▶ _Task_: Both the line containing "Can you find the kanji" and the last line of the listing are included: write out exactly the lines from one to the other.

▶ _Input_:
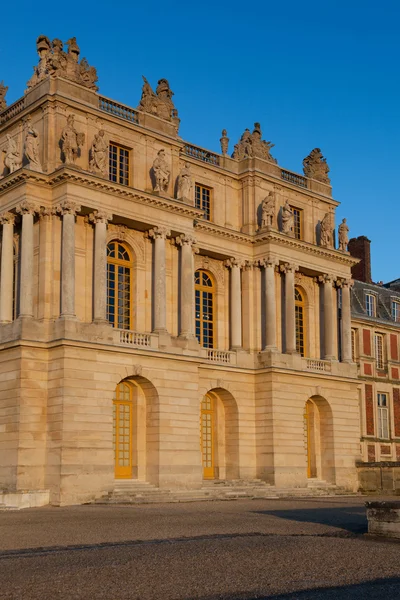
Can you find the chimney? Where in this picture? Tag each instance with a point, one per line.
(360, 248)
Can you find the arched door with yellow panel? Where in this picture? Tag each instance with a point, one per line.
(119, 285)
(123, 431)
(207, 425)
(300, 322)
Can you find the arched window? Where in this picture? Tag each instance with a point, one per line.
(300, 322)
(119, 285)
(204, 294)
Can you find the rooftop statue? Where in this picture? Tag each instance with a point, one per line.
(159, 103)
(54, 61)
(315, 166)
(251, 145)
(3, 92)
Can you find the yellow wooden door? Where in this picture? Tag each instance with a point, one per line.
(207, 436)
(122, 431)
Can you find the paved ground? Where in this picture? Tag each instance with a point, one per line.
(281, 549)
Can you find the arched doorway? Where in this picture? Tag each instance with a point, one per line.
(319, 440)
(219, 435)
(136, 430)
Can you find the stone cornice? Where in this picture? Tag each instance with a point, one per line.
(284, 240)
(70, 175)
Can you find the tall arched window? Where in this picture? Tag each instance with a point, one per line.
(119, 285)
(300, 322)
(204, 294)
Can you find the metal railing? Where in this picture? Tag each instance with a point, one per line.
(220, 356)
(132, 338)
(294, 178)
(319, 366)
(201, 154)
(12, 110)
(118, 110)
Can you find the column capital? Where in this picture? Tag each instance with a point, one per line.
(159, 232)
(68, 207)
(234, 262)
(45, 212)
(100, 216)
(7, 218)
(344, 283)
(27, 208)
(267, 262)
(326, 278)
(289, 268)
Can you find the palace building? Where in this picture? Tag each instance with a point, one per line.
(172, 315)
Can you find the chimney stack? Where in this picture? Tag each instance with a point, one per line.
(361, 248)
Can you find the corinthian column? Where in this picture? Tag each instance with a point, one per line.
(346, 321)
(68, 210)
(329, 321)
(236, 302)
(27, 210)
(100, 219)
(290, 315)
(159, 234)
(187, 302)
(270, 303)
(7, 268)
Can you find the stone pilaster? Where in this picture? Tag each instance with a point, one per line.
(346, 284)
(27, 210)
(235, 266)
(68, 209)
(100, 219)
(7, 268)
(159, 234)
(269, 265)
(290, 314)
(329, 320)
(187, 301)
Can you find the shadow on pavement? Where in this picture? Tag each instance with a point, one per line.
(377, 589)
(349, 518)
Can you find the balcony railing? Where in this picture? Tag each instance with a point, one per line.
(132, 338)
(220, 356)
(201, 154)
(318, 366)
(12, 110)
(294, 178)
(118, 110)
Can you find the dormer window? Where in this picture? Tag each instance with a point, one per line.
(370, 305)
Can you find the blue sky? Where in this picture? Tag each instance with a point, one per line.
(312, 73)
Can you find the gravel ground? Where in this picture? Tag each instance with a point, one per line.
(287, 549)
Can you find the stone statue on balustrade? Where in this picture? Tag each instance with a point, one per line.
(268, 211)
(32, 146)
(98, 161)
(287, 219)
(326, 232)
(12, 158)
(55, 62)
(185, 184)
(224, 141)
(3, 92)
(161, 171)
(252, 145)
(343, 234)
(159, 103)
(315, 166)
(71, 141)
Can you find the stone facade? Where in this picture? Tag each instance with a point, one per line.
(269, 364)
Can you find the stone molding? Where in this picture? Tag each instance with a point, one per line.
(68, 207)
(159, 232)
(27, 208)
(100, 216)
(7, 218)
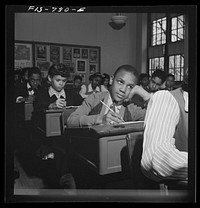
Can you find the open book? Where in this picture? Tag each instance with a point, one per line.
(131, 122)
(71, 106)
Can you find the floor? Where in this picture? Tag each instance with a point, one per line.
(37, 174)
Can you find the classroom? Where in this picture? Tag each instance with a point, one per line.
(99, 82)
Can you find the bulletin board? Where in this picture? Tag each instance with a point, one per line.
(80, 59)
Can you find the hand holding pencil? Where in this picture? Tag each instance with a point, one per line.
(111, 117)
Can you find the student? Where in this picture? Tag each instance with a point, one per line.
(105, 84)
(165, 144)
(55, 97)
(144, 81)
(75, 90)
(18, 77)
(157, 79)
(169, 82)
(93, 112)
(27, 90)
(25, 74)
(92, 87)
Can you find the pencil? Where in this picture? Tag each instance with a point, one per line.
(110, 109)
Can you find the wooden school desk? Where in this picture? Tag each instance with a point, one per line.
(100, 146)
(24, 110)
(52, 121)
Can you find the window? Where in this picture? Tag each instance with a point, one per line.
(156, 63)
(166, 43)
(177, 28)
(159, 31)
(176, 64)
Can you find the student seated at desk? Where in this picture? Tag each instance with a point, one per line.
(51, 98)
(165, 144)
(92, 87)
(26, 91)
(75, 90)
(157, 79)
(94, 112)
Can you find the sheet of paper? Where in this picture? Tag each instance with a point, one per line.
(131, 122)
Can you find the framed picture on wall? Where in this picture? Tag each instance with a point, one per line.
(67, 53)
(93, 68)
(41, 52)
(23, 55)
(84, 53)
(81, 66)
(54, 54)
(76, 53)
(93, 56)
(44, 67)
(70, 67)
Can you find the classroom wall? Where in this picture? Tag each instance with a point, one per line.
(117, 46)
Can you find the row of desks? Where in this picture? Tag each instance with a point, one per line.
(98, 146)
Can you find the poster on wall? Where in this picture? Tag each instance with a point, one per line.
(55, 54)
(67, 54)
(84, 53)
(23, 55)
(80, 66)
(93, 56)
(76, 53)
(70, 67)
(93, 68)
(44, 67)
(41, 52)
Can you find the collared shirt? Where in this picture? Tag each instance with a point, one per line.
(52, 92)
(83, 90)
(110, 102)
(30, 92)
(161, 159)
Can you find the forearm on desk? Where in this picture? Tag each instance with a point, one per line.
(160, 156)
(79, 121)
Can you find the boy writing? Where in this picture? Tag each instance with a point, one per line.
(51, 98)
(26, 91)
(93, 112)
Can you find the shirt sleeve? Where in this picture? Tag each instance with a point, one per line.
(83, 91)
(160, 158)
(80, 117)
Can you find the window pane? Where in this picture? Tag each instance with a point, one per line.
(174, 23)
(162, 62)
(163, 38)
(180, 33)
(153, 64)
(159, 27)
(154, 40)
(150, 64)
(154, 29)
(171, 62)
(177, 74)
(171, 71)
(180, 21)
(182, 61)
(158, 39)
(174, 36)
(177, 61)
(164, 24)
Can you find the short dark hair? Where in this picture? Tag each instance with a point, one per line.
(160, 74)
(143, 75)
(33, 70)
(78, 77)
(170, 75)
(97, 74)
(128, 68)
(58, 69)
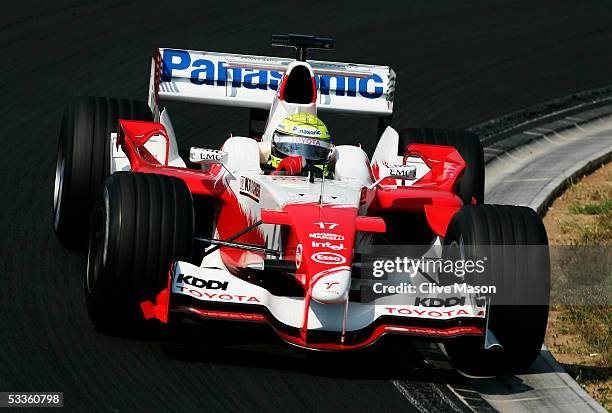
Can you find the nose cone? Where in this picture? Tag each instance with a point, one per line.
(332, 286)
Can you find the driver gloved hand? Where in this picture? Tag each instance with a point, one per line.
(292, 165)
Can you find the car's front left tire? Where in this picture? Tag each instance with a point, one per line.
(141, 223)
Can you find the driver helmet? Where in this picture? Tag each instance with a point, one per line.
(301, 134)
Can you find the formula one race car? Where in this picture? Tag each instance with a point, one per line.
(311, 254)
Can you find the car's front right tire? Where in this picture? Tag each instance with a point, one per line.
(83, 161)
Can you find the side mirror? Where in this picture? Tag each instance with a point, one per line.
(212, 156)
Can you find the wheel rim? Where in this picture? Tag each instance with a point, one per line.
(60, 168)
(95, 253)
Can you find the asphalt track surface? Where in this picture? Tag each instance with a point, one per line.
(458, 63)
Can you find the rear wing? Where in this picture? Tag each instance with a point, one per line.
(252, 81)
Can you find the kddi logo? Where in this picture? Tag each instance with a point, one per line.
(327, 244)
(199, 283)
(439, 302)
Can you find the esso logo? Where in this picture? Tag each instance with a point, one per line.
(328, 258)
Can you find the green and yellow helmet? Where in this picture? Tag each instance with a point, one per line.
(301, 134)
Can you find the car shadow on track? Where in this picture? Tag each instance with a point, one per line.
(387, 359)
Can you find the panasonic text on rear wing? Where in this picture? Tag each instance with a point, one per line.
(252, 81)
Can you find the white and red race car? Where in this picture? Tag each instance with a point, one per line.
(222, 239)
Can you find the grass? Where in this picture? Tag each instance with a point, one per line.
(580, 335)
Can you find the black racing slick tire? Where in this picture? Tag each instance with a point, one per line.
(83, 161)
(514, 241)
(471, 183)
(140, 224)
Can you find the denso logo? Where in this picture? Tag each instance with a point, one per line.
(215, 73)
(200, 283)
(327, 258)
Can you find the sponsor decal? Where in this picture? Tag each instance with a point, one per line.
(298, 255)
(200, 155)
(215, 296)
(326, 225)
(205, 72)
(428, 313)
(328, 245)
(326, 235)
(200, 283)
(250, 188)
(439, 302)
(325, 257)
(402, 171)
(330, 284)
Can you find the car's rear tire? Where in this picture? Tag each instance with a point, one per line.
(471, 183)
(83, 161)
(140, 224)
(515, 243)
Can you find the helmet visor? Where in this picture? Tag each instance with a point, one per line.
(311, 149)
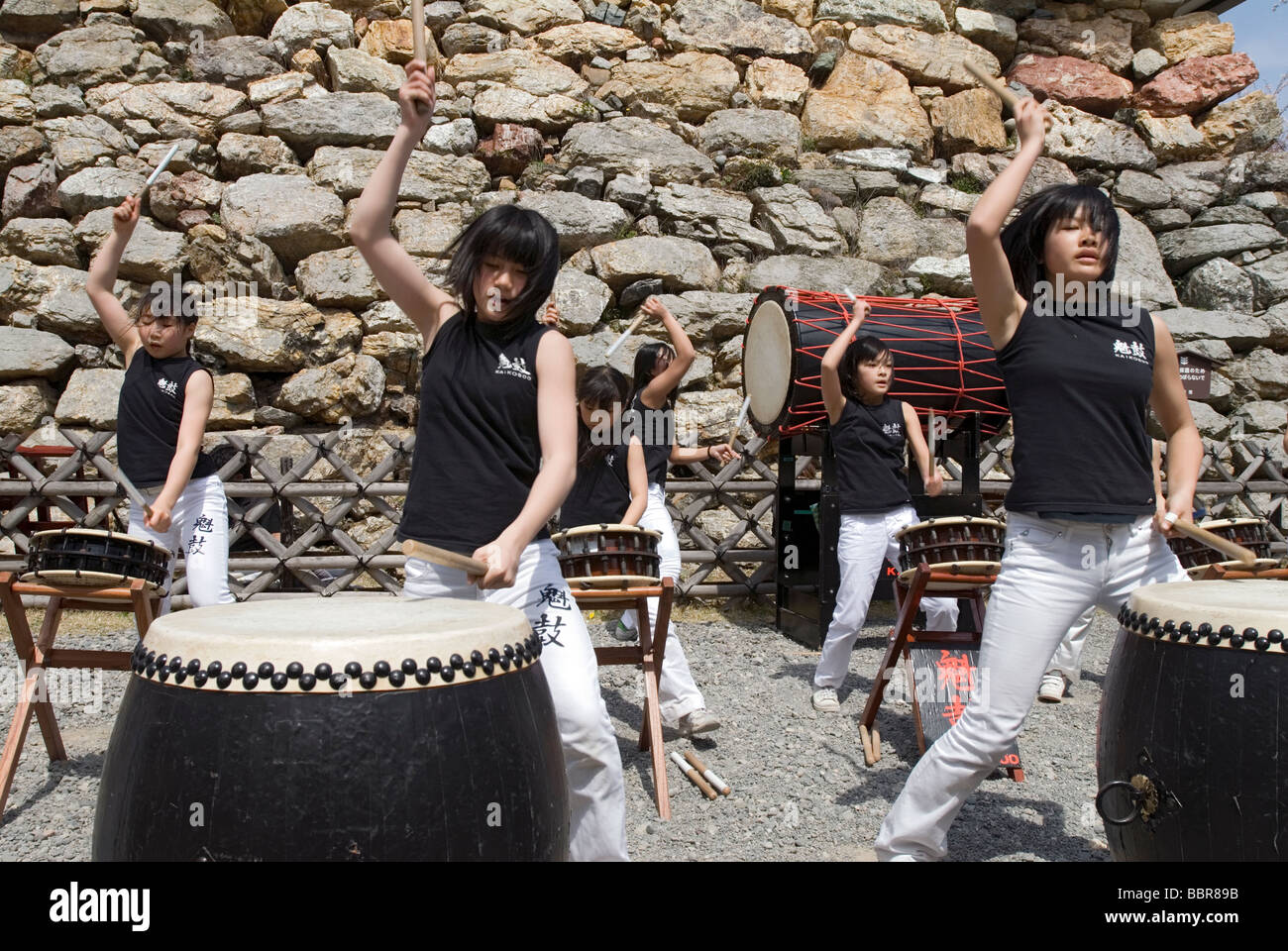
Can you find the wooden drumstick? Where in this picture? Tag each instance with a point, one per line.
(1212, 540)
(441, 556)
(635, 325)
(716, 783)
(742, 418)
(695, 776)
(1009, 98)
(158, 170)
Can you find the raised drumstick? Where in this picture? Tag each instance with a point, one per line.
(441, 556)
(694, 775)
(635, 325)
(1212, 540)
(716, 783)
(1010, 99)
(158, 170)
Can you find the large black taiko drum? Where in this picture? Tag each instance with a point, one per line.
(943, 359)
(1192, 741)
(348, 728)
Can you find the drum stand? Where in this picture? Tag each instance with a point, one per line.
(649, 655)
(40, 655)
(901, 641)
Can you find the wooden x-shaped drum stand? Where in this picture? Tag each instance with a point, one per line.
(907, 595)
(648, 654)
(40, 655)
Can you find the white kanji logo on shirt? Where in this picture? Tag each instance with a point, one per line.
(513, 368)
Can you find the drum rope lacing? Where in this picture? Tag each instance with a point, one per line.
(812, 412)
(150, 664)
(1227, 635)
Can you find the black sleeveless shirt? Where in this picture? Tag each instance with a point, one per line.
(656, 431)
(1078, 388)
(868, 444)
(149, 414)
(601, 492)
(478, 450)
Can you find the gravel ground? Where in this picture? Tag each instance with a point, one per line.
(800, 788)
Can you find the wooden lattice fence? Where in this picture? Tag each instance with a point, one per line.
(312, 519)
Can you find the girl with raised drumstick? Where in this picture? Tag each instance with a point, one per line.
(1082, 523)
(870, 432)
(496, 449)
(658, 370)
(613, 487)
(161, 419)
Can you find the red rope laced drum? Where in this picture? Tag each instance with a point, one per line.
(943, 360)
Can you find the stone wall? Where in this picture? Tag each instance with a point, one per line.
(699, 150)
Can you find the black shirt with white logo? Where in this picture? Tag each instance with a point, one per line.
(601, 492)
(149, 414)
(656, 432)
(1078, 388)
(868, 444)
(478, 450)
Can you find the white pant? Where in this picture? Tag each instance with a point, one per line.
(678, 693)
(866, 541)
(1068, 656)
(596, 792)
(198, 527)
(1051, 574)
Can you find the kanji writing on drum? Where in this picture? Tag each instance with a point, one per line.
(549, 630)
(555, 598)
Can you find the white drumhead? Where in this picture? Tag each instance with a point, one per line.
(1260, 603)
(948, 521)
(336, 632)
(596, 528)
(767, 363)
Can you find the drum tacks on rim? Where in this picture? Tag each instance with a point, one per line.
(608, 556)
(91, 557)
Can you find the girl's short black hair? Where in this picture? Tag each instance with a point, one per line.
(599, 388)
(864, 350)
(1024, 238)
(645, 368)
(516, 235)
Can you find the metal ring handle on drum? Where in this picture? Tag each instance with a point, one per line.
(1134, 793)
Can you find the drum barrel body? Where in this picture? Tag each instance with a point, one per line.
(1199, 728)
(412, 729)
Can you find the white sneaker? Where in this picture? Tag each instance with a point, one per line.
(1052, 687)
(621, 632)
(824, 699)
(700, 720)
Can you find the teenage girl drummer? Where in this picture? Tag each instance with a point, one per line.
(870, 432)
(160, 420)
(1082, 526)
(496, 449)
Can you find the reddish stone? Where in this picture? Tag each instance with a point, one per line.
(1089, 86)
(31, 191)
(1196, 84)
(510, 150)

▶ _Answer_:
Can you find the kanji writing on drum? Where in this picture? Tag each instance with a point, one per line.
(549, 630)
(555, 598)
Can you find the white drumhead? Where in this picture? Tag each instance with a point, one per line.
(1260, 603)
(948, 521)
(336, 632)
(596, 528)
(767, 363)
Can you find the drum tacks on rim? Where in this picture? Tag each instance with a point, one per line.
(608, 556)
(91, 557)
Can you find the girl's short black hair? Where in this picture? Tag each instance with a point, one per line.
(599, 388)
(864, 350)
(1024, 238)
(645, 368)
(516, 235)
Can you find the metal ring handle on drum? Where in this picture? Tag each instance with a point, one per line.
(1134, 793)
Can you find the drum barrel body? Where in this picture? Tag each instance with a point, one per line.
(1199, 728)
(412, 729)
Can you find the white sneaker? Where in this picture? Tag each instance with a point, one per line.
(1052, 687)
(621, 632)
(824, 699)
(700, 720)
Can you find the teenage girl drummer? Where in this picture? Tag each instance with a point, one per line.
(870, 432)
(160, 420)
(1082, 526)
(496, 449)
Can you find the reddish stone? Where in this picture? Tag each instance with a point, one per line.
(1089, 86)
(31, 191)
(1196, 84)
(510, 150)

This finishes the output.